What needs to be done
Your task is to transcribe all of the records exactly and leave out the pictures.
begin Supplied records
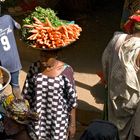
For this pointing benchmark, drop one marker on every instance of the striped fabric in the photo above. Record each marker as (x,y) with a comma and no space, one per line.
(53,100)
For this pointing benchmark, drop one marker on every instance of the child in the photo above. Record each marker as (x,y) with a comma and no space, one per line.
(50,90)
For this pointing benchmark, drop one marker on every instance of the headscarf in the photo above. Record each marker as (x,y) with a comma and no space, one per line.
(133,22)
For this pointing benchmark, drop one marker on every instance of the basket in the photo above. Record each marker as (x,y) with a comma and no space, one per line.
(6,78)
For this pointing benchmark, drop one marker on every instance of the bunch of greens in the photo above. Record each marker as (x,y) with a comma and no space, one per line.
(41,14)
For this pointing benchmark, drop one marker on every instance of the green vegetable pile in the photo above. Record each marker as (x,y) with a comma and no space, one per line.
(41,14)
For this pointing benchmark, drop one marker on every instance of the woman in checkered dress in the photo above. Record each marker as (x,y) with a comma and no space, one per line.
(50,90)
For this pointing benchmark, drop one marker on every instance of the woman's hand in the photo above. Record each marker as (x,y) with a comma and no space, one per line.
(72,131)
(138,60)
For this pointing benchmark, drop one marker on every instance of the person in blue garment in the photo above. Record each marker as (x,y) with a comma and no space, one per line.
(9,56)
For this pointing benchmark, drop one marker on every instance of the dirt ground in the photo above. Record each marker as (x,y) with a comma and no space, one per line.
(85,58)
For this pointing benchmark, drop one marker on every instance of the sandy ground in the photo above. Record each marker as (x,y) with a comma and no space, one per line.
(85,58)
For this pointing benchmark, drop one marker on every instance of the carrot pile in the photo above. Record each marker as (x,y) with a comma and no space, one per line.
(44,35)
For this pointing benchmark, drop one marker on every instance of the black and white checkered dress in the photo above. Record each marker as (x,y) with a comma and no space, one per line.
(52,98)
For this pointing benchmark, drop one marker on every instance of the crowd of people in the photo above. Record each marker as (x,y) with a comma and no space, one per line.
(50,87)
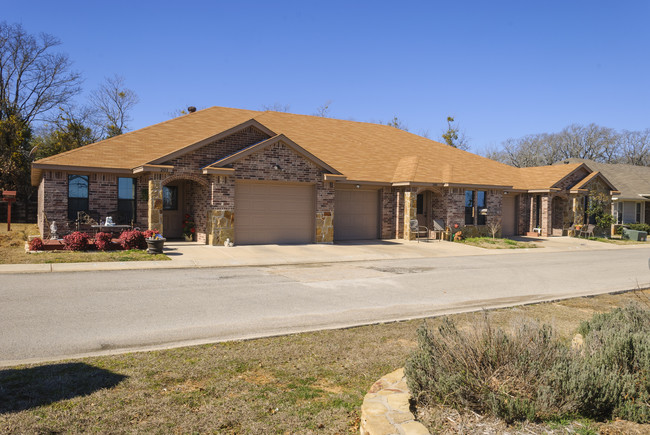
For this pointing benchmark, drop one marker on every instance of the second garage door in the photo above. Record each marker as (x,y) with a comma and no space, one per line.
(356,214)
(274,213)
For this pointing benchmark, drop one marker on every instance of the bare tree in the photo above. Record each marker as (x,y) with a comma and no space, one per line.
(635,147)
(397,123)
(323,110)
(454,136)
(33,78)
(113,101)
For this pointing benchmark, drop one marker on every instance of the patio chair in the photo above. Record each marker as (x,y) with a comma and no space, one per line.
(438,229)
(419,230)
(588,230)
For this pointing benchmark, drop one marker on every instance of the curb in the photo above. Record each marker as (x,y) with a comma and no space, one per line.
(386,408)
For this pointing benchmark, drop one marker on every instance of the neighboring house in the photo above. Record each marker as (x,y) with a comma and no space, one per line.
(632,204)
(269,177)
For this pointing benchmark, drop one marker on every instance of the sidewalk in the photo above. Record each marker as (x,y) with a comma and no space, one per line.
(193,255)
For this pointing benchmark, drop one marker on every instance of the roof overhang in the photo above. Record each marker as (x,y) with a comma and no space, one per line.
(38,168)
(219,171)
(153,168)
(479,186)
(266,143)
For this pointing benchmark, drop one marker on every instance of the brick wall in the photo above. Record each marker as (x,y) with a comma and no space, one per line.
(388,204)
(192,162)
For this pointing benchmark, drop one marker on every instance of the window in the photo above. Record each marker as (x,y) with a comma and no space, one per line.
(77,195)
(469,207)
(170,197)
(126,200)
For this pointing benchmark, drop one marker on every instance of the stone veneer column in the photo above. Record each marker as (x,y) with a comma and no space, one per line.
(410,212)
(154,204)
(324,227)
(220,226)
(546,221)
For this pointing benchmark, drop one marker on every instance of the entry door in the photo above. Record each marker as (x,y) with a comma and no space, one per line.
(173,211)
(508,213)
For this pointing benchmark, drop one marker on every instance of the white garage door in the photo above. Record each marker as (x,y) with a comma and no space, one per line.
(508,227)
(274,213)
(356,214)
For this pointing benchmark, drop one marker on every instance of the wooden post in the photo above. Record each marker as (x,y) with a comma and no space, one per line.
(9,196)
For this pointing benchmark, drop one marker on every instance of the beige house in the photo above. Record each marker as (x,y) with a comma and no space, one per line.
(268,177)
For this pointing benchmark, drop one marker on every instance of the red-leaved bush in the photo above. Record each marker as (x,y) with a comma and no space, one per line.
(133,240)
(103,241)
(150,233)
(36,244)
(76,241)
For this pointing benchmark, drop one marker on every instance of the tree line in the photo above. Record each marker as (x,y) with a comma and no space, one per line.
(39,113)
(592,142)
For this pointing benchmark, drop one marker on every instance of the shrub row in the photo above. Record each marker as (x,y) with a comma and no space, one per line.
(532,375)
(78,241)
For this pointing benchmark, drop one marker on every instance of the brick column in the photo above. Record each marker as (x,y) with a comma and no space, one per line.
(546,219)
(410,212)
(154,204)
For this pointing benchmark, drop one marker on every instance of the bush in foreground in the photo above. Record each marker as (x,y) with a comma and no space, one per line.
(103,241)
(76,241)
(532,375)
(133,239)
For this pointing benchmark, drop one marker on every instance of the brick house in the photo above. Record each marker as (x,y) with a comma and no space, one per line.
(269,177)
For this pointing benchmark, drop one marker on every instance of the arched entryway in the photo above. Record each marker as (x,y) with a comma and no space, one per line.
(185,198)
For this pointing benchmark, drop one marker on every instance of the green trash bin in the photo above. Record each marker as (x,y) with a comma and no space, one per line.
(637,236)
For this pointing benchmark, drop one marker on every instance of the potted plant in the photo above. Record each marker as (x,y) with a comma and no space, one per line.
(155,243)
(189,228)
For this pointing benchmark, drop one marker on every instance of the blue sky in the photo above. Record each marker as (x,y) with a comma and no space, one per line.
(503,69)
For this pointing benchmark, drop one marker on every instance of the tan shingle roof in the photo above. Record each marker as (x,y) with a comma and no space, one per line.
(360,151)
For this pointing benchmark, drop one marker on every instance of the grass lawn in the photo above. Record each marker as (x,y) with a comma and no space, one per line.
(617,241)
(490,243)
(12,250)
(303,383)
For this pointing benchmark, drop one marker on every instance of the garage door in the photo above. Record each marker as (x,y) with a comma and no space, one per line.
(508,216)
(356,214)
(274,213)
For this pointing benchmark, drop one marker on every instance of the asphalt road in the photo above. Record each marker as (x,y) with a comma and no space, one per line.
(57,315)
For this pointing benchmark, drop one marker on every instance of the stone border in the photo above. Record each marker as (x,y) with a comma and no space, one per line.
(386,408)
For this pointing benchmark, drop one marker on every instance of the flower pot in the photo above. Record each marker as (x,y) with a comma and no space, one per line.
end Supplied records
Full response
For this pointing benchmark, drop one marker on every instance of the striped fabric in the photo above. Record each marker as (x,y) with a comma and no space, one per line.
(53,100)
For this pointing benchmark, drop one marker on every instance of the child in the photo above. Record each marker as (x,y) with a comma and no space, one per line.
(50,90)
For this pointing benchmark, drop one marker on every instance of the headscarf in the photo above. Record each marker as (x,y) with a comma and no space, one per line.
(133,22)
For this pointing benchmark, drop one marker on every instance of the basket in the photo above. Record each marker as (x,y) with a comma and no space, one per line.
(6,78)
For this pointing benchmark, drop one marker on every instance of the bunch of greens in the photo above. Record each marker as (x,y) with a comma and no space, one per line.
(41,14)
For this pointing benchmark, drop one marker on every instance of the green vegetable pile in the photo above. Record each marker as (x,y) with a comma and no space, one per line.
(41,14)
For this pointing benchmark, drop one marker on every instance of the woman in checkered dress in the photo above. Record each marker as (x,y) with a comma and no space, one per line.
(50,90)
For this pointing benchmark, drop one marker on every instance of the woman's hand in the photo above. Record each marker as (x,y) with a comma and no space, one per line.
(72,131)
(138,60)
For this pointing benchmark, drop one marker on every instance of the person in blue garment in the photo above. Record each marker as (x,y) with a comma and no space, one per line.
(9,56)
For this pointing benchmark, drop one marker on every instance of the dirt ground in the photo above. Record each marker as (x,y) with a comma and no space, one per line.
(85,58)
For this pointing benchmark, drop one marker on every instance of the sandy ground in the photo above. Record each marker as (x,y) with a comma and no space, one per line.
(85,58)
For this pointing benchmark, drop one marker on every instance of the carrot pile in the photo above. Record each marker as (x,y) with a comma and no space, one per line.
(44,35)
For this pointing benchmark, drop one marker on every instance of the black and white checkered dress in the photo above. Record each marker as (x,y) with a comma and no space, one per line.
(52,98)
For this pointing benchmark, drop one marker on every instance of the crowd of people in the photo above. Record each marker as (x,y) with a comma and no space, one per line.
(50,87)
For this pointing benchmark, drop one marker on every instance of the second garage door in the photo above. Record each marker as (x,y) with a comma and no space, one per line.
(356,214)
(274,213)
For this pointing benchmark, drop one marker on every instance of the bare tree in the photo above. Record each marker as (x,y) with a comma and no space, one per line.
(635,147)
(397,123)
(323,110)
(454,136)
(33,78)
(113,101)
For this pointing benchmark, drop one marker on every instance of the patio chair in the photo above. Record each marker as (x,y) with a comma and no space, one per line.
(438,229)
(419,230)
(588,230)
For this pointing benchmark, drop one marker on every instance of the curb in the photo above. Record each marker as (x,y) with a comma and no space, one per line.
(386,408)
For this pointing benchmark, drop one marker on every instance of the neighboring house in the photo above. Record each marker as (x,y) with a comma and no space, one per line.
(632,204)
(269,177)
For this pointing benchmark, drop one marker on every instance of the sidewalk in the photo above. Record each marker as (x,y) with a comma and no space, one per line.
(193,255)
For this pointing benchmark, drop one marker on every instance of the roof overhang in the photo above. Record each marker as (x,y) with a comma and no space, one per line.
(38,168)
(219,171)
(153,168)
(479,186)
(266,143)
For this pointing benchmark, drop one marker on every instance of the brick wall in the photo above. Record each marker as (x,y) with a comma and no space, one per line.
(388,204)
(192,162)
For this pointing benchmark, drop one marker on every instance of the window in the photo above. Record each marker as (x,y) with a comma and no space, one per line.
(77,195)
(469,207)
(170,197)
(126,200)
For this pointing benchmark, drop one marker on every instance of the stone veneer column in the photo above. Record each marker as (x,y) with a comma and no space, one per line.
(410,212)
(154,204)
(324,227)
(220,226)
(546,221)
For this pointing benchmark, drop one marker on every instance of the entry door in the photo above. Record each marker as (x,y) with a comma and no space, one per line.
(173,211)
(508,213)
For this pointing benchmark, drop one marker on every instance of the white garage door in the photo above. Record each marker as (x,y) with a comma and no space, one per line.
(508,227)
(274,213)
(356,214)
For this pointing benchmark, drop one marker on every instance of the wooden post in the photo above. Record each marker as (x,y) with a comma and no space, one per line.
(9,196)
For this pointing benchmark, drop one marker on every instance of the beige house in the photo above. Record each marker as (x,y) with a comma and no space, one per line.
(268,177)
For this pointing benchmark, drop one marker on every instance of the red-leaved bush in the photo above. Record each marker as (x,y) with a comma and no space, one per line.
(133,240)
(103,241)
(150,233)
(36,244)
(76,241)
For this pointing benchmark, drop one marker on every instance of the tree line in the photo above. Record each marker as (x,y) with a comma and no space, one per line.
(39,113)
(592,142)
For this pointing benchmark, drop one marker on every instance of the shrub row in the photo above. Record each marker as (x,y) with a comma and no space, one per line.
(532,375)
(78,241)
For this pointing benchmark, drop one marker on every instance of the brick column in the photo above. Record each marker as (x,y) with a comma and no space, one per line.
(546,219)
(410,212)
(154,204)
For this pointing benchmark, drop one marker on every instance of the bush in foreground in the photo above. Record each marker as (x,y) with a comma and no space, one per line.
(103,241)
(76,241)
(532,375)
(133,239)
For this pointing benchmark, drop one marker on every instance of the brick house in the photo above. Record each marker as (x,y) with a comma and no space, one per line.
(269,177)
For this pointing benchmark, drop one marker on every instance of the arched entryway in the photo above. Record each marker as (x,y) with a comma and no space, one per line.
(185,198)
For this pointing benchmark, drop one marker on every instance of the green trash bin in the photo above. Record each marker as (x,y) with a comma and no space, one per line.
(637,236)
For this pointing benchmark, drop one marker on every instance of the potted plant in the photo above. Record each marker as (x,y) with a comma and no space, one per line.
(155,243)
(189,228)
For this pointing benchmark, drop one marker on every instance of the blue sky in the photo above. Record each marker as (x,y) with a comma and no space, one per line.
(503,69)
For this pointing benchmark, drop one marker on every instance of the tan shingle roof in the photo above. Record each marker as (x,y) with a comma and no space, one per line.
(360,151)
For this pointing benchmark, drop one marker on every instance of the grass lawn in the photo above. Record each marker as (x,y) with a comma and no space, one per line.
(617,241)
(490,243)
(12,250)
(303,383)
For this pointing benchmark, drop one marker on every instance of the garage door in the photo above. Record each marker as (x,y) with a comma and no space, one per line.
(508,216)
(356,214)
(274,213)
For this pointing benchmark, drop one marker on every instance of the asphalt road in the photo above. Record each marker as (x,y) with a comma and no space, one per line.
(57,315)
For this pointing benchmark, drop one marker on every instance of the stone border in the photo above. Record each marker as (x,y) with a comma and no space, one per line.
(386,408)
For this pointing benchmark, drop one marker on every instance of the flower pot in the photo above. Record each marker as (x,y) with a comma and no space, one per line.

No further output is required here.